(Dataset records)

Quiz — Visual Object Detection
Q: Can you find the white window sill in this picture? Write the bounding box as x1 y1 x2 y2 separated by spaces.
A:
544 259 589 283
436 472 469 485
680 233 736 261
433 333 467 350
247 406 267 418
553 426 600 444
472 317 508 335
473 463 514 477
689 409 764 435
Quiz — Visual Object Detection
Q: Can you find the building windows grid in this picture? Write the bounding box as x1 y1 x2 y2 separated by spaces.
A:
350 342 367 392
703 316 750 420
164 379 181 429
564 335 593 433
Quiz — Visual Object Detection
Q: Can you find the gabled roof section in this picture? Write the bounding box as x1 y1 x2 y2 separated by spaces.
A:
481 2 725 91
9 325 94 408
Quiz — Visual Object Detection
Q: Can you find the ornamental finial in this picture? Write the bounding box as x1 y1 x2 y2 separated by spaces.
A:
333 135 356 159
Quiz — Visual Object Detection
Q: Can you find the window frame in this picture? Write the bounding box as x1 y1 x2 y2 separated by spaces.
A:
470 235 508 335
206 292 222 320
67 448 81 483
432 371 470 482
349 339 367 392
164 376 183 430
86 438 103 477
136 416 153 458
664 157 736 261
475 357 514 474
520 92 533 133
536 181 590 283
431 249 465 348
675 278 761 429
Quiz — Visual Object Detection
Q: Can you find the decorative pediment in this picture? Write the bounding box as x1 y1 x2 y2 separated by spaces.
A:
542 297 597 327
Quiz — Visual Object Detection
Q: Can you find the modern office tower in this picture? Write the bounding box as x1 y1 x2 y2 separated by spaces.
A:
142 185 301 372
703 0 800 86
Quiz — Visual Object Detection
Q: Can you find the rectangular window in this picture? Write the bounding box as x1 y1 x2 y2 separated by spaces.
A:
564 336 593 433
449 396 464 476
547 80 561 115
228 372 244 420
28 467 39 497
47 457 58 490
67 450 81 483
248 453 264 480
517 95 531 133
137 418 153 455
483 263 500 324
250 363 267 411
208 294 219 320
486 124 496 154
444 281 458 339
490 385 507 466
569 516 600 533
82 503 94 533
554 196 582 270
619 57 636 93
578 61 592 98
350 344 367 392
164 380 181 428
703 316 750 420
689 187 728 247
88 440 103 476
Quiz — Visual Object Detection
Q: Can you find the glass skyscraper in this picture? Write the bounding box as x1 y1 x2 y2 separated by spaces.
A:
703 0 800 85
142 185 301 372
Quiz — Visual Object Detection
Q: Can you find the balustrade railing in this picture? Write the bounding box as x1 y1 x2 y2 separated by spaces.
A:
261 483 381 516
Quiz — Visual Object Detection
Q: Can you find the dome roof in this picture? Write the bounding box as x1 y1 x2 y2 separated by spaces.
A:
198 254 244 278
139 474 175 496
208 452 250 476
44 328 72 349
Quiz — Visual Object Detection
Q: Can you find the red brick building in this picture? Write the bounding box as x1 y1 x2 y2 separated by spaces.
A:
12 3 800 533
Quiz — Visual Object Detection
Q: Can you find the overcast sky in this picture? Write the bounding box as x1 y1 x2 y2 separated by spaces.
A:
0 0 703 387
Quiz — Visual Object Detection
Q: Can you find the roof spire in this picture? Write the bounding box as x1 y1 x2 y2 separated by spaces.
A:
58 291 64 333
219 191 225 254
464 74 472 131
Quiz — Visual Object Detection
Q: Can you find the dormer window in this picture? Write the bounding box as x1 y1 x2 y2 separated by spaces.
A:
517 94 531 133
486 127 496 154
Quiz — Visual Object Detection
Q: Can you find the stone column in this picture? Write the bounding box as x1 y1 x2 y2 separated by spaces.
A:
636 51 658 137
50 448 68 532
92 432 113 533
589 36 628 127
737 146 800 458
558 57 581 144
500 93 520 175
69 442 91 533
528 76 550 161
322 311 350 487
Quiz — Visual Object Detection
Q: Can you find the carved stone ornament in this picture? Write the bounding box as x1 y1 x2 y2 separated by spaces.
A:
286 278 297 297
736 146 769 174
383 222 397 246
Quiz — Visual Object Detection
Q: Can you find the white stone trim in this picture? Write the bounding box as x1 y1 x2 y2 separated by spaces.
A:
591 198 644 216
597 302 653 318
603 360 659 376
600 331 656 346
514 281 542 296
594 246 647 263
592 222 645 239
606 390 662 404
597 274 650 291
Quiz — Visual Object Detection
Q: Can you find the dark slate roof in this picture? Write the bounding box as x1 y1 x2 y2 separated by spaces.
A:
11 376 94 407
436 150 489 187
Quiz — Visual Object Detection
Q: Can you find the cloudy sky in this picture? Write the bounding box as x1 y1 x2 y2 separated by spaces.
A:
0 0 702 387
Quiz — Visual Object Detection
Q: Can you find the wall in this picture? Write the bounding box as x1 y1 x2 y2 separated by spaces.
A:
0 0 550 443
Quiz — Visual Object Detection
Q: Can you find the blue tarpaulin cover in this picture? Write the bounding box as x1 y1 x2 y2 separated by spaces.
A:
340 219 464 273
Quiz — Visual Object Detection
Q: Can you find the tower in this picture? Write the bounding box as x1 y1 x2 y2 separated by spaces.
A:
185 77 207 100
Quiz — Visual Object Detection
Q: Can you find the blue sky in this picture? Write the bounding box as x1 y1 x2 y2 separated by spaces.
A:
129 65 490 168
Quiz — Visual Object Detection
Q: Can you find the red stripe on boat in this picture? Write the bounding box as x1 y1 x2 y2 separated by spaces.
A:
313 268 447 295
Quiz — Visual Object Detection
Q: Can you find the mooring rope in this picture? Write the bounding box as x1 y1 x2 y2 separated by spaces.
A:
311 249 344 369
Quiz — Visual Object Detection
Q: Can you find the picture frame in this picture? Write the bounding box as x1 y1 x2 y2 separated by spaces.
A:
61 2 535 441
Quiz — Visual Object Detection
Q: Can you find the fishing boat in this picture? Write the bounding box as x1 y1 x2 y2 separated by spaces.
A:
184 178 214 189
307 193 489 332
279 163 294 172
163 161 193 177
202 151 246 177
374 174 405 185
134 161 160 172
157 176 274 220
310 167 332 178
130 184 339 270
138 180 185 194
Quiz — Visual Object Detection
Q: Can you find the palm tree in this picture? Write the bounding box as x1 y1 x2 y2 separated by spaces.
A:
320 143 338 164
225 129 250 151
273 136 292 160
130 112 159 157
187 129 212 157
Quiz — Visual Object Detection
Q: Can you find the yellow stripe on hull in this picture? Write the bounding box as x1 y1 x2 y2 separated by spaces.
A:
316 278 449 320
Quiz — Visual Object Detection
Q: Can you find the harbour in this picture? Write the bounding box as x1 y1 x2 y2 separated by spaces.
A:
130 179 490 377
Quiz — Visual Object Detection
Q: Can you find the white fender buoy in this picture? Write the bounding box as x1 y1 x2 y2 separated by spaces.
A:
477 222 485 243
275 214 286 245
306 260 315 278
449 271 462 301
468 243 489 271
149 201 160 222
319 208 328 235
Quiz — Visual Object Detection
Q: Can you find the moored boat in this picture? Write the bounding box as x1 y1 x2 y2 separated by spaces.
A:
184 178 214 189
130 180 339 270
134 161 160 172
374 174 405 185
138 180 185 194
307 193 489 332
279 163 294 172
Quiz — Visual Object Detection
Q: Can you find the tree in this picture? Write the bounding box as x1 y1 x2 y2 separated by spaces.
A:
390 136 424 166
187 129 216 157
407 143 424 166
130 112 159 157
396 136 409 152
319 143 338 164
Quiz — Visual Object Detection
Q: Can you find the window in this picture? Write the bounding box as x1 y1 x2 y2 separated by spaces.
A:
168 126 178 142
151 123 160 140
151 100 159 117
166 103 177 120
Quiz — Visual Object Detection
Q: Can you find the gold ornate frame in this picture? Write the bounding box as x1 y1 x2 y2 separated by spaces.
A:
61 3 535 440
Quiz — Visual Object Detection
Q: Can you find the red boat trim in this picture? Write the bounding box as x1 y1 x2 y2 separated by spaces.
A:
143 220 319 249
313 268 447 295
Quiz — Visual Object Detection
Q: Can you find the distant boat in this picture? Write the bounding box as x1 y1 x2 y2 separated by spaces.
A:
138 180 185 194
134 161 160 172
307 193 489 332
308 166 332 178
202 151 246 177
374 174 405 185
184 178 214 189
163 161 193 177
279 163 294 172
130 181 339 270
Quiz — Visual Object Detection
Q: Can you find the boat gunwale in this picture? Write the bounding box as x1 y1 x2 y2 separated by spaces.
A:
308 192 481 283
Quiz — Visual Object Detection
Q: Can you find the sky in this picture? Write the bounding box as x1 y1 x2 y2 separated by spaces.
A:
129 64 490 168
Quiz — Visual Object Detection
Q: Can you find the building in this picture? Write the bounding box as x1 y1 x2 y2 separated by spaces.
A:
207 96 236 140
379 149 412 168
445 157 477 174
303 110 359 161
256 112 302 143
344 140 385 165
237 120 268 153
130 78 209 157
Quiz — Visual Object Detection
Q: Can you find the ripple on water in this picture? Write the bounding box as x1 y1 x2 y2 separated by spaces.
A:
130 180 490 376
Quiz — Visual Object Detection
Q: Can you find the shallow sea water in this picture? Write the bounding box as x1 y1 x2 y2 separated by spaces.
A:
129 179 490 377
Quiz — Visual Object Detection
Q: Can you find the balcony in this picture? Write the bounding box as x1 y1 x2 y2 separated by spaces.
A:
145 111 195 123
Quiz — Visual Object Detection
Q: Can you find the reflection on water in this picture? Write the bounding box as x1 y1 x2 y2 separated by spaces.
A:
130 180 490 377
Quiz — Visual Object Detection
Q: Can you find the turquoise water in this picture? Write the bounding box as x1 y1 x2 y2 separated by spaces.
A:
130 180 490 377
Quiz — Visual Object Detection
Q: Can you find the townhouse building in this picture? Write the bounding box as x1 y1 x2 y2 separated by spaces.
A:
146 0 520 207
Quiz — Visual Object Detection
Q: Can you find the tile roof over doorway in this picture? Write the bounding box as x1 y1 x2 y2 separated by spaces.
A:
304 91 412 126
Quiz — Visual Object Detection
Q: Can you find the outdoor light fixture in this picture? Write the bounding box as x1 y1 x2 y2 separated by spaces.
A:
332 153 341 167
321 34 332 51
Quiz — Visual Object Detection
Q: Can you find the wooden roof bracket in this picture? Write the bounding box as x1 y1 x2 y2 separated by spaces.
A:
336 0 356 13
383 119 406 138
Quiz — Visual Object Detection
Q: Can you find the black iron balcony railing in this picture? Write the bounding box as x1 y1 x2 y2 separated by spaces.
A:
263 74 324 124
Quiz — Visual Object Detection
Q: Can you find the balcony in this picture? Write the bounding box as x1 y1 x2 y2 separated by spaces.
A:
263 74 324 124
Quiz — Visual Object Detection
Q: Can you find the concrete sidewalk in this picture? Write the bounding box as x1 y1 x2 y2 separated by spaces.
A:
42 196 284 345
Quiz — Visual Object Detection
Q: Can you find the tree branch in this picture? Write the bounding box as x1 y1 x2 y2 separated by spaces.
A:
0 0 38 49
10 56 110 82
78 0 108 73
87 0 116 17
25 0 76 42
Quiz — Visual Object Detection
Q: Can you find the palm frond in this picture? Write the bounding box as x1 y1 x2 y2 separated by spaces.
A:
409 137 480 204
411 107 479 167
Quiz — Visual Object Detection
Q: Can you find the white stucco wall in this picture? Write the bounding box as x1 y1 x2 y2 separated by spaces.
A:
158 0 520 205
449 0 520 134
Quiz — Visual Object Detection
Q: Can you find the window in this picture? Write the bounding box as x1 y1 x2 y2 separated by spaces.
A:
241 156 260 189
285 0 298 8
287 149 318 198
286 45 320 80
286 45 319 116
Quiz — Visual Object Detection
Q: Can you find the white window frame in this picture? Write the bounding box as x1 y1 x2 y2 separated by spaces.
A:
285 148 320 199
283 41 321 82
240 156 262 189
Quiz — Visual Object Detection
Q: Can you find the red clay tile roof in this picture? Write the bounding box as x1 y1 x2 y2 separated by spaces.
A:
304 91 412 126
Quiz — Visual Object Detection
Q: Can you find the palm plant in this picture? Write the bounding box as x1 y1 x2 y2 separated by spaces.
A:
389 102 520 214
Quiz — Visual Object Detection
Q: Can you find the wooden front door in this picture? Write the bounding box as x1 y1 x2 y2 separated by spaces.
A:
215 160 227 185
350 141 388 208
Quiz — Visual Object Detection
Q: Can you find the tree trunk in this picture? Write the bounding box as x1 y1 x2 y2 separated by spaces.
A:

:: Objective ::
How many lines of the listing above contain the string "blue"? Case counts, and the reply should be the number alone.

:: Full output ::
2